(SUPPLIED MATERIAL begins)

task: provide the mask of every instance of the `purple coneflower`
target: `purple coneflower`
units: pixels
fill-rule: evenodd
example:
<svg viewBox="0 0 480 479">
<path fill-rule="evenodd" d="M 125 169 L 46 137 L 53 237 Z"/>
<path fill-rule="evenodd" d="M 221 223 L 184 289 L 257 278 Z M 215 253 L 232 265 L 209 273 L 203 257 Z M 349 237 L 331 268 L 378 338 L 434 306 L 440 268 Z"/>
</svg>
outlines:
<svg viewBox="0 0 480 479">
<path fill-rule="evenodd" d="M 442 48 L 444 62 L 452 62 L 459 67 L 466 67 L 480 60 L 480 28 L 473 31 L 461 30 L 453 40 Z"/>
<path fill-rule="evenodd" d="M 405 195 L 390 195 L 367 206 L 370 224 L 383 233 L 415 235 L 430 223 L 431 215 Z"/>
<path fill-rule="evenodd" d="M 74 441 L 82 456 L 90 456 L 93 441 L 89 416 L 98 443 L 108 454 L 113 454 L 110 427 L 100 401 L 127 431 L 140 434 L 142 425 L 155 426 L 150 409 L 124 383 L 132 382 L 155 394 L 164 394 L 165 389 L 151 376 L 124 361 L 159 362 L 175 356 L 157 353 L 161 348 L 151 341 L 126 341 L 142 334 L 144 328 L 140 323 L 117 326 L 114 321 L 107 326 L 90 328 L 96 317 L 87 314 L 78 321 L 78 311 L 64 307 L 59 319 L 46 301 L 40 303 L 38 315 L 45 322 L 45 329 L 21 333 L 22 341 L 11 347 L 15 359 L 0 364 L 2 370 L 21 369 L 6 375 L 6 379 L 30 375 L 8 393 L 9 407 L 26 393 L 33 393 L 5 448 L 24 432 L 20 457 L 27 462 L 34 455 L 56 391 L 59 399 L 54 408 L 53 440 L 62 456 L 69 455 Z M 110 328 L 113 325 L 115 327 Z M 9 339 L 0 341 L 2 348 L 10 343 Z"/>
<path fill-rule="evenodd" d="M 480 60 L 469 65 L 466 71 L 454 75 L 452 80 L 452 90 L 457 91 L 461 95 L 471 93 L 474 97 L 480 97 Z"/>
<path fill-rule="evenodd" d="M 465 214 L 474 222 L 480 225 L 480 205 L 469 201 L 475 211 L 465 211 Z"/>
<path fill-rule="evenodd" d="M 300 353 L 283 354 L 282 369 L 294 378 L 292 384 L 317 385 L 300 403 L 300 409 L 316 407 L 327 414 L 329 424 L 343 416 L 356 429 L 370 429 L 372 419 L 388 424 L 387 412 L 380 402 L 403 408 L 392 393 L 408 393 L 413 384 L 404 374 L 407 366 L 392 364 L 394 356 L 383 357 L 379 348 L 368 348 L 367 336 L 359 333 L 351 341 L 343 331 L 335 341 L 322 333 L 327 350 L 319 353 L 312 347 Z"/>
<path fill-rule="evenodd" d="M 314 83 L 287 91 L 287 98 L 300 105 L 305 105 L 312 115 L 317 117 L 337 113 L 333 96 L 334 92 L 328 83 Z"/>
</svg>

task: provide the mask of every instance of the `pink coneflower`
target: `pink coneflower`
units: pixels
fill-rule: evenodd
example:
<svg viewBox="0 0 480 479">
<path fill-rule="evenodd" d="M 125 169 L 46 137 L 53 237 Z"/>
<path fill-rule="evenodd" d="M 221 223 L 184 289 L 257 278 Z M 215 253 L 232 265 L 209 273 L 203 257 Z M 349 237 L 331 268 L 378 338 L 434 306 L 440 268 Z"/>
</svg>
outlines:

(SUPPLIED MATERIAL ends)

ASSIGNMENT: Give back all the data exactly as it was written.

RESPONSE TO THIS EXERCISE:
task: provide the mask of every instance of the `purple coneflower`
target: `purple coneflower`
units: pixels
fill-rule: evenodd
example:
<svg viewBox="0 0 480 479">
<path fill-rule="evenodd" d="M 125 169 L 46 137 L 53 237 Z"/>
<path fill-rule="evenodd" d="M 221 223 L 184 289 L 257 278 Z M 215 253 L 232 265 L 209 273 L 203 257 Z M 349 237 L 331 268 L 378 338 L 434 306 L 440 268 Z"/>
</svg>
outlines:
<svg viewBox="0 0 480 479">
<path fill-rule="evenodd" d="M 442 48 L 444 62 L 452 62 L 459 67 L 466 67 L 480 60 L 480 28 L 473 31 L 461 30 L 453 40 Z"/>
<path fill-rule="evenodd" d="M 405 195 L 390 195 L 367 206 L 370 224 L 383 233 L 415 235 L 430 223 L 431 215 Z"/>
<path fill-rule="evenodd" d="M 74 441 L 82 456 L 90 456 L 93 441 L 89 416 L 98 443 L 108 454 L 113 454 L 110 427 L 100 401 L 127 431 L 140 434 L 142 425 L 155 426 L 150 409 L 124 383 L 132 382 L 155 394 L 164 394 L 165 389 L 151 376 L 124 361 L 159 362 L 175 356 L 157 353 L 161 348 L 151 341 L 126 341 L 142 334 L 144 328 L 140 323 L 117 326 L 114 321 L 107 326 L 90 328 L 96 317 L 87 314 L 78 321 L 78 311 L 64 307 L 59 319 L 46 301 L 40 303 L 38 315 L 45 322 L 45 329 L 21 333 L 22 341 L 11 347 L 15 359 L 0 364 L 2 370 L 21 369 L 6 375 L 6 379 L 30 375 L 8 393 L 9 407 L 26 393 L 33 393 L 5 448 L 24 432 L 20 457 L 27 462 L 34 455 L 56 391 L 59 399 L 54 408 L 53 440 L 62 456 L 69 455 Z M 110 328 L 113 325 L 115 327 Z M 9 339 L 0 341 L 2 348 L 10 343 Z"/>
<path fill-rule="evenodd" d="M 480 60 L 469 65 L 466 71 L 454 75 L 452 80 L 452 90 L 457 91 L 461 95 L 471 93 L 474 97 L 480 97 Z"/>
<path fill-rule="evenodd" d="M 465 214 L 474 222 L 480 225 L 480 205 L 469 201 L 475 211 L 465 211 Z"/>
<path fill-rule="evenodd" d="M 300 353 L 283 354 L 282 369 L 294 378 L 292 384 L 317 385 L 300 403 L 300 409 L 316 407 L 327 414 L 329 424 L 343 416 L 356 429 L 370 429 L 372 419 L 388 424 L 387 412 L 380 402 L 403 408 L 392 393 L 408 393 L 413 384 L 404 374 L 407 366 L 392 364 L 394 356 L 383 357 L 379 348 L 368 348 L 367 336 L 359 333 L 351 341 L 343 331 L 335 341 L 322 333 L 327 350 L 319 353 L 312 347 Z"/>
<path fill-rule="evenodd" d="M 314 83 L 287 91 L 287 98 L 300 105 L 305 105 L 312 115 L 317 117 L 337 113 L 333 96 L 334 92 L 328 83 Z"/>
</svg>

task: provide the mask of every instance of the `pink coneflower`
target: `pink coneflower`
units: pixels
fill-rule: evenodd
example:
<svg viewBox="0 0 480 479">
<path fill-rule="evenodd" d="M 125 169 L 46 137 L 53 237 Z"/>
<path fill-rule="evenodd" d="M 221 223 L 184 289 L 257 278 Z M 215 253 L 232 265 L 209 273 L 203 257 Z M 349 237 L 331 268 L 378 338 L 434 306 L 440 268 Z"/>
</svg>
outlines:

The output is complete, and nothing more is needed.